> Short exercise A: Decide whether each statement below agrees with the text on the AMX 40. Answer yes or no for each, and quote the words of the text that decide it: (i) Joseph Molinié joined AMX in December 1936. (ii) The exchange appeared in GBM n°95 on pages 78 to 86. (iii) The French military mission visited the British technical services in April 1938.
> Short exercise B: Repeat word for word the passage of the AMX 40 text between "You quote in" and "the tanks domain.", inclusive.
> Short exercise C: According to the text on the AMX 40, in what year did Joseph Molinié finish Polytechnique?

I saw that some people were interested, or at least intrigued, by the AMX 40 I decided to translate an exchange (letters, documents, notes) between historian Stéphane Ferrard and the IGA (Ingénieur Général de l'Armement - General Engineer of Armament) Joseph Molinié about the AMX 40 before the death of Molinié the 13th February 1983.
Joseph Molinié, after finishing Polytechnique in 1925, devoted his life toward tank development, he joined AMX in December 1936 and became director in 1945, participating (when not commanding) every tank related projects (AMX 13, AMX 50, AMX 30, ...) of the company until its retirement in 1961.
This exchange, presented as an interview, was published in GBM n°95 (January/February/March 2011) in an article of Stéphane Ferrard (Pages 78 to 86).
I tried to keep the translation as "pure" as possible but I apologize for all the mistakes that probably litter it.

- Stéphane Ferrard :
My General, in your book Les engins blindés du monde 1917-1967, that you published in 1981 with Argout Editions, you refer, pages 14 and 15, to the Franco-English cooperation on the matter of tanks during the 1938-1940 period.
You quote in particular the joint study of a French « Cavalry tank » based on the Cruiser A13.
Can you give us more details about this project ?

- Joseph Molinié :
Before talking about this project whose study was launched in 1940, let me quickly retrace the background of the Franco-English cooperation on tanks you just evoked.
Even before Munich Agreement in September 1938 which appeared, for both side of the Channel, as a reprieve, we were all convinced that war was ineluctable.
From that moment, political, military but also technical contacts intensified between France and the United Kingdom.
Exchanges more and more numerous and close happened between the two allies.
In April 1939, a French military mission directed by the general Martin visited the British technical services, more particulary in the tanks domain.

[Object position labeling entries]
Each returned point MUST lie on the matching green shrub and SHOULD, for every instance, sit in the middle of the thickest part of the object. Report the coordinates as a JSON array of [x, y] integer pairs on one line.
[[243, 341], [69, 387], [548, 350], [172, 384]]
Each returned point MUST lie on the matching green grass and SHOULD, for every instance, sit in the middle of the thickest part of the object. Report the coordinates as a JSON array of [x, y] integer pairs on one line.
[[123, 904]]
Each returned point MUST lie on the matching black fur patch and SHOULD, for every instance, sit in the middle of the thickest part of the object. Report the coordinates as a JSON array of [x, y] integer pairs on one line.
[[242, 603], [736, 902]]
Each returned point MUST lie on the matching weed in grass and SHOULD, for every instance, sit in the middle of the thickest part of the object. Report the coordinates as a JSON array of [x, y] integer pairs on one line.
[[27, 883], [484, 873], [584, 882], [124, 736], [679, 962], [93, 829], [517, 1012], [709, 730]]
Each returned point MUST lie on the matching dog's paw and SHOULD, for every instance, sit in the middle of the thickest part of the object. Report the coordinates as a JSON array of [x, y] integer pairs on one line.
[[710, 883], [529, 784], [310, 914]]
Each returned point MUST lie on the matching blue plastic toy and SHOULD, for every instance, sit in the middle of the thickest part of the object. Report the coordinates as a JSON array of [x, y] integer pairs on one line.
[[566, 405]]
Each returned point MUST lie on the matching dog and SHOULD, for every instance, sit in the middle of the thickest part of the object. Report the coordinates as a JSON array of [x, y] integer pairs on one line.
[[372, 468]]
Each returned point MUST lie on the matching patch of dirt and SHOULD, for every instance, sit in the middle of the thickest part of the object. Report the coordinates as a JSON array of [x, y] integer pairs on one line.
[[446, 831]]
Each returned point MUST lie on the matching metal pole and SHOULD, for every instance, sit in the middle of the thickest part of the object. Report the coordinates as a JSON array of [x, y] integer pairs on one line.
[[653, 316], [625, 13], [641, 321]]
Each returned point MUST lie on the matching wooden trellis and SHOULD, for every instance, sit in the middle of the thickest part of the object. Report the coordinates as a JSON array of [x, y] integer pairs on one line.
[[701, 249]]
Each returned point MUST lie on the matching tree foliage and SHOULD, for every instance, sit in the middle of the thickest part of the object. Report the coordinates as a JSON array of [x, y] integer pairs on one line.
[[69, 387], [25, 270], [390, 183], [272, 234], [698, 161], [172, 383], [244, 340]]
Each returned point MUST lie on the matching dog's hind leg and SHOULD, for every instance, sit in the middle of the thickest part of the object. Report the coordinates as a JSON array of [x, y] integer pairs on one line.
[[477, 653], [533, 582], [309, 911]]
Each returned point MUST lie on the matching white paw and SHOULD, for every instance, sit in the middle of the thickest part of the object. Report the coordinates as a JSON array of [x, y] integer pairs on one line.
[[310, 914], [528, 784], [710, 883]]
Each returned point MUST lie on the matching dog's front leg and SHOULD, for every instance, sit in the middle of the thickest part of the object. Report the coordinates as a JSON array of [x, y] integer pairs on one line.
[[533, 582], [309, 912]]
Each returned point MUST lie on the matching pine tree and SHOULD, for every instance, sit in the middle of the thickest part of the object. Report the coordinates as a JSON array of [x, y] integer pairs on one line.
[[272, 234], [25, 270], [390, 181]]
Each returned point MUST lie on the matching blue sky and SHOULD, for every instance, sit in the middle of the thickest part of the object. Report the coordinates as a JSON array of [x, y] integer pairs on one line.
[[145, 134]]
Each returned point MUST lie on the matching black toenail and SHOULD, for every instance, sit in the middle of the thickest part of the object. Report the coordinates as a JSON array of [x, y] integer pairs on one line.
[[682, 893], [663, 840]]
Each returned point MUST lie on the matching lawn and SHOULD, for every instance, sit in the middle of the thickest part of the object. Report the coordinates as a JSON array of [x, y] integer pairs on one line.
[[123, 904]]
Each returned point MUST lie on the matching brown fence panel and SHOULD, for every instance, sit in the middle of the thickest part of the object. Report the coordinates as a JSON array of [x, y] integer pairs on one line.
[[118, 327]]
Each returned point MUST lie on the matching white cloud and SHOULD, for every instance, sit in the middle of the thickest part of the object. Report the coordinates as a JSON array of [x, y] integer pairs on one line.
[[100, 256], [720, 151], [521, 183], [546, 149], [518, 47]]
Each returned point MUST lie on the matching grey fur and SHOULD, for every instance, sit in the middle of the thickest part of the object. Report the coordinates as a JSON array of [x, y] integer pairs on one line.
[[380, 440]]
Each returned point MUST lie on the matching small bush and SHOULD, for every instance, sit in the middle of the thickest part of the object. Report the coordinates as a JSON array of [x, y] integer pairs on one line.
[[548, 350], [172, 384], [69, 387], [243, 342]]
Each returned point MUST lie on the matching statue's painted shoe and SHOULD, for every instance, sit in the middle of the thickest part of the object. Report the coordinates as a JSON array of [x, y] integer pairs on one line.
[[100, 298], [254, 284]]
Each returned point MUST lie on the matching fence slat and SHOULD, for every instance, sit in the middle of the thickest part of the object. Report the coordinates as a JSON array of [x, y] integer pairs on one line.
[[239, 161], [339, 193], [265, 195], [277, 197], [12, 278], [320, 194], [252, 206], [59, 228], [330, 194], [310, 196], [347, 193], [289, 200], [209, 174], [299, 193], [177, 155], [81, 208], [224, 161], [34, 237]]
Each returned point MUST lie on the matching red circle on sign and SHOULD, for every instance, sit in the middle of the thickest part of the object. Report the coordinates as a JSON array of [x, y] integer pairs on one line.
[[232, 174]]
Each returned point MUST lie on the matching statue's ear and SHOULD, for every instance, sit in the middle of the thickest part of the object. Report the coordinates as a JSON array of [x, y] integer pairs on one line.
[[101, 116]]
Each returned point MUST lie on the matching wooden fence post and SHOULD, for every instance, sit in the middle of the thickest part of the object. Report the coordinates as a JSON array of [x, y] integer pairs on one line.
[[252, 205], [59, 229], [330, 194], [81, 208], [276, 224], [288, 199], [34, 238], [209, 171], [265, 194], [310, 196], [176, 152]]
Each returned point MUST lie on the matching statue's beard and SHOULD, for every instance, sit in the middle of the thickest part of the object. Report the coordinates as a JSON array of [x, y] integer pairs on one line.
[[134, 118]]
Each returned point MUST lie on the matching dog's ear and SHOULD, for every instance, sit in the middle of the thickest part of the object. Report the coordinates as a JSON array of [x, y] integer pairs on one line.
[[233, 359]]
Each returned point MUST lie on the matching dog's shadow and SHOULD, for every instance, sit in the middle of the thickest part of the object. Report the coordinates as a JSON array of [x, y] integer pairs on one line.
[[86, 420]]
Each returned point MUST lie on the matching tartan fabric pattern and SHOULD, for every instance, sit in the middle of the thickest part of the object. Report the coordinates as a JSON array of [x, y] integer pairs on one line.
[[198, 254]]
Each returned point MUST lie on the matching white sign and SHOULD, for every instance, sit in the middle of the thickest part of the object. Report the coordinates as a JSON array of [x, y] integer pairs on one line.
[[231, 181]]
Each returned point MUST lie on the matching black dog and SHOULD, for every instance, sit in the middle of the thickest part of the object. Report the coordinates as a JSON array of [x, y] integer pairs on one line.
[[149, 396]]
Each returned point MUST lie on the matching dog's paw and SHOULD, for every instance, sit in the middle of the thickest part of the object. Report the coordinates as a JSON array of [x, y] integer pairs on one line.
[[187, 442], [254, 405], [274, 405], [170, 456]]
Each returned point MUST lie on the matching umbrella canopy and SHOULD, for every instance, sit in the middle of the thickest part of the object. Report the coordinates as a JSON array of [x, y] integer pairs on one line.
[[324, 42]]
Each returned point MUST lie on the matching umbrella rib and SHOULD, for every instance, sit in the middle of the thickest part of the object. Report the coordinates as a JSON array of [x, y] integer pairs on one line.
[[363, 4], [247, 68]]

> Worked solution A:
(i) Yes: "he joined AMX in December 1936"
(ii) Yes: "published in GBM n°95 (January/February/March 2011) in an article of Stéphane Ferrard (Pages 78 to 86)"
(iii) No: "In April 1939, a French military mission directed by the general Martin visited the British technical services"

> Worked solution B:
You quote in particular the joint study of a French « Cavalry tank » based on the Cruiser A13.
Can you give us more details about this project ?

- Joseph Molinié :
Before talking about this project whose study was launched in 1940, let me quickly retrace the background of the Franco-English cooperation on tanks you just evoked.
Even before Munich Agreement in September 1938 which appeared, for both side of the Channel, as a reprieve, we were all convinced that war was ineluctable.
From that moment, political, military but also technical contacts intensified between France and the United Kingdom.
Exchanges more and more numerous and close happened between the two allies.
In April 1939, a French military mission directed by the general Martin visited the British technical services, more particulary in the tanks domain.

> Worked solution C: 1925